What this task involves: Set down the complete data exactly as it appears below.
** Data records follows **
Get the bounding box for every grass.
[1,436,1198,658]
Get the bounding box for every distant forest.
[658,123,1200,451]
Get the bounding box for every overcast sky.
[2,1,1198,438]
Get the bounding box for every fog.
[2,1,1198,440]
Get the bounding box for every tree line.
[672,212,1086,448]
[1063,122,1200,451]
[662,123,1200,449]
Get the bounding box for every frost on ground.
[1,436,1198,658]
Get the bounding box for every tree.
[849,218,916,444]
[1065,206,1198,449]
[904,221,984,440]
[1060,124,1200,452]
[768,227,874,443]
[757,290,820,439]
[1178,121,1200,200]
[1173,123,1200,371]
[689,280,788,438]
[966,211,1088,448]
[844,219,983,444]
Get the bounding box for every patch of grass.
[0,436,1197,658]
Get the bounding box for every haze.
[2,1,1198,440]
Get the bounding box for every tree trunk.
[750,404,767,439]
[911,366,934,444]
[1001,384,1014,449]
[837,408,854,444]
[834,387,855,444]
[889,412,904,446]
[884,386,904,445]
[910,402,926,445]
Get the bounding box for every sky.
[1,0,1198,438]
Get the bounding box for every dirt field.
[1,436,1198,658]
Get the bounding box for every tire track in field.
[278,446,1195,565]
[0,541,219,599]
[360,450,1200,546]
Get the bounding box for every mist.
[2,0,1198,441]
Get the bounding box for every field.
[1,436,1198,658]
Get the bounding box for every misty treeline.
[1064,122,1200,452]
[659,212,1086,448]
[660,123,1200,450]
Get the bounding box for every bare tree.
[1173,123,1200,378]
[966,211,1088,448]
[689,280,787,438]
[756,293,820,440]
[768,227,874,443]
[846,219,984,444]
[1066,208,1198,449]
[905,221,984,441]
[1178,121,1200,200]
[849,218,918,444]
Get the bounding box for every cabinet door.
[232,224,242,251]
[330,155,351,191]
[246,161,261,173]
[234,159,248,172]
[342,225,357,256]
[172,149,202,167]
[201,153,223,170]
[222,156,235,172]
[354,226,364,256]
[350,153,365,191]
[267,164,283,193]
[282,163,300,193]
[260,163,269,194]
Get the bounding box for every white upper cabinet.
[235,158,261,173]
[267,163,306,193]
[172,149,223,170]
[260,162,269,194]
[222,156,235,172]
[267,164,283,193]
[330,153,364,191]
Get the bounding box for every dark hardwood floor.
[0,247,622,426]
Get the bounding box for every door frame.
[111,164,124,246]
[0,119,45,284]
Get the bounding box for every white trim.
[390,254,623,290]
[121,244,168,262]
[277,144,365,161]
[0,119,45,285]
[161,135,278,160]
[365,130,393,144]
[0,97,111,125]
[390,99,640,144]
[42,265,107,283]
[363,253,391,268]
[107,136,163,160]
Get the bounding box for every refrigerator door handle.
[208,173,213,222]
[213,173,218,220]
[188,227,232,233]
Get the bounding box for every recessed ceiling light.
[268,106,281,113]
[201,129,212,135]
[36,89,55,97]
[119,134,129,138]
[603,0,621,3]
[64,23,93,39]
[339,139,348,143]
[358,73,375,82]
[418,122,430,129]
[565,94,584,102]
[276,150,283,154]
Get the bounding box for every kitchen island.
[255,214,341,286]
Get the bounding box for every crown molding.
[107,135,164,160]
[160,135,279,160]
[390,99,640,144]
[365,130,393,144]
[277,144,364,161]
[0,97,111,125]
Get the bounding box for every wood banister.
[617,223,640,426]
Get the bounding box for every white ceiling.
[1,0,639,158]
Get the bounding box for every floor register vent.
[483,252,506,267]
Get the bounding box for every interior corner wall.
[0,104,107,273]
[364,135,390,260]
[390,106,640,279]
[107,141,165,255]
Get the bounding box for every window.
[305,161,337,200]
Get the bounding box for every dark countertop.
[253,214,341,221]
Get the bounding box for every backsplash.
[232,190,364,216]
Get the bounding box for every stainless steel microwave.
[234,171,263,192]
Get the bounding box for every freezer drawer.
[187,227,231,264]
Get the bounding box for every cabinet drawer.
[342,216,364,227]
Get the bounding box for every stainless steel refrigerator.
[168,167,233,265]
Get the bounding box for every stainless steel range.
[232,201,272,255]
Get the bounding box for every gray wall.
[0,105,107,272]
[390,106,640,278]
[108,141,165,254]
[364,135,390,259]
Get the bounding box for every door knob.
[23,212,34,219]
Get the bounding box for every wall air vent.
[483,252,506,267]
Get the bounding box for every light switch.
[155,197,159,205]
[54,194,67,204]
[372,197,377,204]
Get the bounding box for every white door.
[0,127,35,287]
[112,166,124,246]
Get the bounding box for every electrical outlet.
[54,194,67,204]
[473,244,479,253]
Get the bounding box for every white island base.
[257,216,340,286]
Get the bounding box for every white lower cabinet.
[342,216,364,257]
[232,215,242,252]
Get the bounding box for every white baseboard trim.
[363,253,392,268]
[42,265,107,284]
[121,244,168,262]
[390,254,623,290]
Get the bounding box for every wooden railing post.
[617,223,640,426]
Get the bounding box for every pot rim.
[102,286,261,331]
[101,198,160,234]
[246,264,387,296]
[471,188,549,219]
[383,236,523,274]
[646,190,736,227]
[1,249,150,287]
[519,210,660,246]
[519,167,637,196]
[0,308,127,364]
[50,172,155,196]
** End of Data records **
Written response:
Get the bounding box for every grass.
[1,436,1198,658]
Get the bounding box for every distant forest.
[658,123,1200,451]
Get the bounding box for every overcast sky.
[2,1,1198,438]
Get the bounding box for every fog.
[2,1,1198,440]
Get the bounding box for every tree line.
[672,212,1086,448]
[1063,122,1200,451]
[662,123,1200,449]
Get the bounding box for every frost on ground.
[1,436,1198,658]
Get the bounding box for every tree.
[849,218,916,444]
[1065,206,1198,449]
[904,221,984,440]
[1060,124,1200,452]
[768,227,874,443]
[757,290,820,439]
[1178,121,1200,200]
[1173,123,1200,371]
[689,280,788,438]
[966,211,1088,448]
[844,219,983,444]
Get the bounding box for every patch of grass.
[0,436,1197,658]
Get the bounding box for every haze.
[2,1,1198,440]
Get the bounding box for every tree trunk.
[750,404,767,439]
[911,366,934,444]
[1001,384,1014,449]
[837,408,854,444]
[834,387,855,444]
[889,412,904,446]
[884,386,904,445]
[910,402,926,445]
Get the bounding box for every sky.
[1,0,1198,438]
Get the bounding box for every dirt field.
[1,436,1198,658]
Get the bounding box for every tire track in field.
[278,446,1195,565]
[0,541,219,599]
[360,450,1200,546]
Get the bounding box for every mist.
[2,0,1198,441]
Get the bounding box for every field.
[1,436,1198,658]
Get the bounding box for every misty treeline.
[1064,122,1200,452]
[659,212,1086,448]
[660,123,1200,450]
Get the bounding box for every bare tree.
[1173,123,1200,378]
[966,211,1088,448]
[689,280,787,438]
[756,293,820,440]
[768,227,874,443]
[846,219,984,444]
[1066,208,1198,449]
[905,221,984,441]
[1178,121,1200,200]
[849,218,918,444]
Get the bounding box for every cabinet door.
[232,224,242,251]
[330,155,351,191]
[246,161,261,173]
[234,159,248,172]
[342,225,357,256]
[172,149,202,167]
[201,153,223,170]
[222,156,235,172]
[354,226,364,256]
[350,153,365,191]
[267,164,283,193]
[282,163,300,193]
[260,163,269,194]
Get the bounding box for every white upper cabinet.
[235,158,261,173]
[267,163,306,193]
[172,149,223,170]
[260,162,269,194]
[222,156,235,172]
[267,164,283,193]
[330,153,364,191]
Get the bounding box for every dark hardwood floor.
[0,247,622,426]
Get the bounding box for every door frame.
[111,164,124,246]
[0,119,45,284]
Get the bounding box for every white trim.
[390,254,623,290]
[121,244,168,262]
[277,144,365,161]
[0,119,45,285]
[161,135,278,160]
[365,130,393,144]
[0,97,111,125]
[390,99,640,144]
[42,265,107,283]
[363,253,391,268]
[107,136,163,160]
Get the bounding box for every refrigerator door handle.
[208,173,213,222]
[213,173,218,220]
[188,227,232,233]
Get the bounding box for every recessed ceiling light.
[268,106,281,113]
[201,129,212,135]
[36,89,55,97]
[119,134,129,138]
[603,0,621,3]
[64,23,93,39]
[339,139,348,143]
[358,73,375,82]
[418,122,430,129]
[565,94,584,102]
[276,150,283,154]
Get the bounding box for every kitchen island.
[255,214,341,286]
Get the bounding box for every crown molding.
[107,135,164,160]
[160,135,279,160]
[390,99,640,144]
[365,130,393,144]
[277,144,364,161]
[0,97,111,125]
Get the bounding box for every wood banister.
[617,223,640,426]
Get the bounding box for every white ceiling.
[1,0,639,158]
Get the bounding box for every floor register vent.
[483,252,506,267]
Get the bounding box for every interior corner wall.
[0,104,107,273]
[364,135,390,260]
[390,106,640,279]
[107,141,165,255]
Get the bounding box for every window.
[305,161,337,200]
Get the bounding box for every dark countertop.
[253,214,341,221]
Get the bounding box for every backsplash.
[232,190,364,216]
Get the bounding box for every stainless steel microwave.
[234,171,263,192]
Get the bounding box for every freezer drawer.
[187,227,231,264]
Get the bounding box for every cabinet drawer.
[342,216,364,227]
Get the bounding box for every stainless steel refrigerator.
[168,167,233,265]
Get the bounding box for every stainless steel range.
[232,201,272,255]
Get the bounding box for every gray wall.
[0,105,107,272]
[390,106,640,278]
[108,141,165,254]
[364,135,390,259]
Get the bounding box for every door knob.
[23,212,34,219]
Get the bounding box for every wall air vent.
[483,252,506,267]
Get the bounding box for every light switch.
[155,197,159,205]
[54,194,67,204]
[372,197,377,204]
Get the bounding box for every white door.
[0,127,35,287]
[112,166,124,246]
Get the bounding box for every electrical outlet.
[54,194,67,204]
[473,244,479,253]
Get the bounding box for every white island base.
[257,216,340,286]
Get the bounding box for every white lower cabinet.
[342,216,364,257]
[232,215,242,252]
Get the bounding box for every white baseboard trim.
[363,253,392,268]
[42,265,107,284]
[121,244,168,262]
[390,254,623,290]
Get the bounding box for every wooden railing post.
[617,223,640,426]
Get the bounding box for every pot rim.
[102,286,261,331]
[101,198,160,234]
[246,264,387,296]
[471,188,549,219]
[383,236,523,274]
[646,190,736,227]
[1,249,150,287]
[519,210,660,246]
[519,167,637,196]
[0,308,127,364]
[50,172,155,196]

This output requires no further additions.